**Exercise directions:** Among the entries, how many lines hold the word "light"? Respond with that number only.

**Data supplied:**
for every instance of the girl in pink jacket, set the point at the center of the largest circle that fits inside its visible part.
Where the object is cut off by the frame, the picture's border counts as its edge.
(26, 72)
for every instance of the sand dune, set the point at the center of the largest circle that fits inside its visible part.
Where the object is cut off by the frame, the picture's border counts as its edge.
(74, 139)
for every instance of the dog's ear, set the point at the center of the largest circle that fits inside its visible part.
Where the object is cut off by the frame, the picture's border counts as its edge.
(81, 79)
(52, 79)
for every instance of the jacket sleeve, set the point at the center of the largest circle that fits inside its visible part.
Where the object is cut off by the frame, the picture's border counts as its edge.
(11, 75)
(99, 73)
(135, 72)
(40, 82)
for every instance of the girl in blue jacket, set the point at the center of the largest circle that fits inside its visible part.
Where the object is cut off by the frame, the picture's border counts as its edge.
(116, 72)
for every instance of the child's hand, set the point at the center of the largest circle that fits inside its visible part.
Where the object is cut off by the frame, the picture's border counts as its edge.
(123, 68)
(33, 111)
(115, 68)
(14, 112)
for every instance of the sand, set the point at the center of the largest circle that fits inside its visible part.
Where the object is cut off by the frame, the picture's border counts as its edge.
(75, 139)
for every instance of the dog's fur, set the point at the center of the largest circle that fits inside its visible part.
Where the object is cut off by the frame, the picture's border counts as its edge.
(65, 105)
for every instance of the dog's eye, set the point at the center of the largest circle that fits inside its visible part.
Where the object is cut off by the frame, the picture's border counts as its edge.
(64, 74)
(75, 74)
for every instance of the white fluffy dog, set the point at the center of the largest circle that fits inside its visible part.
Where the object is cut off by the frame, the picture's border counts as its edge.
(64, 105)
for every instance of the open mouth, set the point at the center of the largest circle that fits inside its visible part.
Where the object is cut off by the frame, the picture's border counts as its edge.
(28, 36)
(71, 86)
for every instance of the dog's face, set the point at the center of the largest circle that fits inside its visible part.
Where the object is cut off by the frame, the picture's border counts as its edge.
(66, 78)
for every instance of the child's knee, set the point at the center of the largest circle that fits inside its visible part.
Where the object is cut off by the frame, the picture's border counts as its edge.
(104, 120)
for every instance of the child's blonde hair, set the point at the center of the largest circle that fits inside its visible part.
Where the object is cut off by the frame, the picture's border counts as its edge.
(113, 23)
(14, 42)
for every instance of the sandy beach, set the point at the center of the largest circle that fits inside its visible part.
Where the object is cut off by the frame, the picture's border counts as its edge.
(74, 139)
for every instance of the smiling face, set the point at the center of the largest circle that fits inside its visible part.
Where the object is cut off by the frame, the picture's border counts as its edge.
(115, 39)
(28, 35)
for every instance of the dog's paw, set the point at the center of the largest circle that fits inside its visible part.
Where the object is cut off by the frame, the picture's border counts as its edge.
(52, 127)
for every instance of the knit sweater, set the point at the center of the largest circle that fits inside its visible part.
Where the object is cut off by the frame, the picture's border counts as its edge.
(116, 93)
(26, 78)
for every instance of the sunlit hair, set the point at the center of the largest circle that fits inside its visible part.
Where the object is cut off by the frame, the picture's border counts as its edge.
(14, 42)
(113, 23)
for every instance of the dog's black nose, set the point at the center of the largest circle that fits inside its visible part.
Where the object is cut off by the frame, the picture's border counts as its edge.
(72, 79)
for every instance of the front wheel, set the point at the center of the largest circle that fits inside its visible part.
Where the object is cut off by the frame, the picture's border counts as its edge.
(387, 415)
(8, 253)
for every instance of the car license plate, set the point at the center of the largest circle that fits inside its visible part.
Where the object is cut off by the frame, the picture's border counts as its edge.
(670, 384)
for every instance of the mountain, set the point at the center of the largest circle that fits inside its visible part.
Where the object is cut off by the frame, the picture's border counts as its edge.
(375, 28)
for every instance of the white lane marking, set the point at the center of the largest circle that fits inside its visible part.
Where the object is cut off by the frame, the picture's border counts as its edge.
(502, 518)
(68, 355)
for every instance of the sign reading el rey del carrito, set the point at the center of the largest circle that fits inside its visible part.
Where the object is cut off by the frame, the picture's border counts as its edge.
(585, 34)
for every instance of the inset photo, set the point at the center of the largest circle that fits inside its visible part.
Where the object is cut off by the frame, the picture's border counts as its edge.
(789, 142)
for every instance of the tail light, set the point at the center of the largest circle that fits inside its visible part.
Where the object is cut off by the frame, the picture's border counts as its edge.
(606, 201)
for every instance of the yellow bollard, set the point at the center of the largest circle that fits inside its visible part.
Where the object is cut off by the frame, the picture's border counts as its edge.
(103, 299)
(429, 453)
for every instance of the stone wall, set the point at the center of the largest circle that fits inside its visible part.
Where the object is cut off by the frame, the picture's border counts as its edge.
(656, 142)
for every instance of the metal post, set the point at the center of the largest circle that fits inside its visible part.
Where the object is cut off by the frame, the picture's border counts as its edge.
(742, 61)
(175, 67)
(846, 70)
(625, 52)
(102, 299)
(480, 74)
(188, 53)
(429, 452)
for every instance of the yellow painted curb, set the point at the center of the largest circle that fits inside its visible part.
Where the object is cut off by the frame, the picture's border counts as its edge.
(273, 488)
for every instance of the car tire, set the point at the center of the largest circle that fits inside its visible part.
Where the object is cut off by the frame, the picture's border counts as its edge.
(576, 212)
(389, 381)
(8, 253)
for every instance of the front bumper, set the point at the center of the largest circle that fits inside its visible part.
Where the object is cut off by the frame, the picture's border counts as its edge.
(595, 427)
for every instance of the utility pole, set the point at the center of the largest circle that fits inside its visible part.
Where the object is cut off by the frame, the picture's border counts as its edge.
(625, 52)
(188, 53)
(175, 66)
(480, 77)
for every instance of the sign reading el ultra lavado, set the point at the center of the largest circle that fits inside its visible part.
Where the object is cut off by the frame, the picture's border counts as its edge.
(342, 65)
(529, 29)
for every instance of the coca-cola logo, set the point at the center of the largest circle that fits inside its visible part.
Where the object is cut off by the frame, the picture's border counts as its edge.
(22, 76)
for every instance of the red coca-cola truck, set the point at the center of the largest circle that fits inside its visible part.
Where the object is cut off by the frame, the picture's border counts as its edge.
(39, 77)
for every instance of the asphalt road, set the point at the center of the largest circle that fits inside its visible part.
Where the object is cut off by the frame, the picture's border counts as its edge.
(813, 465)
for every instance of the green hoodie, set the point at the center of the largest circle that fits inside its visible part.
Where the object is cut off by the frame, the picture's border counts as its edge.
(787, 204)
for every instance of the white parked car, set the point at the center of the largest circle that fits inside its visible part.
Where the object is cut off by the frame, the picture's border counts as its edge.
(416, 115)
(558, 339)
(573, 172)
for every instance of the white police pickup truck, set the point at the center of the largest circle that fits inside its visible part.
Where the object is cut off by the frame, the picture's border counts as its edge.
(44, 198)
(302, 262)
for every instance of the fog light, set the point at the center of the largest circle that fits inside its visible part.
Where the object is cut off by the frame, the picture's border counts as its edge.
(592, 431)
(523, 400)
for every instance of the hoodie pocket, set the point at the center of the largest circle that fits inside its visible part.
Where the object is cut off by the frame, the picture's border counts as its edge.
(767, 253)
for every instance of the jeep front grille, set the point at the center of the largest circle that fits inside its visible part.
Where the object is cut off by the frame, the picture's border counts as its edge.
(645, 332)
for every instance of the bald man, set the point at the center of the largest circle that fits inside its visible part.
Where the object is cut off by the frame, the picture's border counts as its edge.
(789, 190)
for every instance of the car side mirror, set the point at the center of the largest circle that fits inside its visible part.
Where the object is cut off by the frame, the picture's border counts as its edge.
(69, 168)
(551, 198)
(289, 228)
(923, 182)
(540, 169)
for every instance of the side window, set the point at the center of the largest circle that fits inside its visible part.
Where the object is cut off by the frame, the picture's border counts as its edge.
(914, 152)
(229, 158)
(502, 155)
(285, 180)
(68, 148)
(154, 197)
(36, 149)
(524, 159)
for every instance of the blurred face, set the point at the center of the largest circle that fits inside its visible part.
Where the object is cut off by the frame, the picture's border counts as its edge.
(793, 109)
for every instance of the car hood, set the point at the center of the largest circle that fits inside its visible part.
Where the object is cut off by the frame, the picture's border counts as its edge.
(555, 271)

**Answer to the exercise:** 2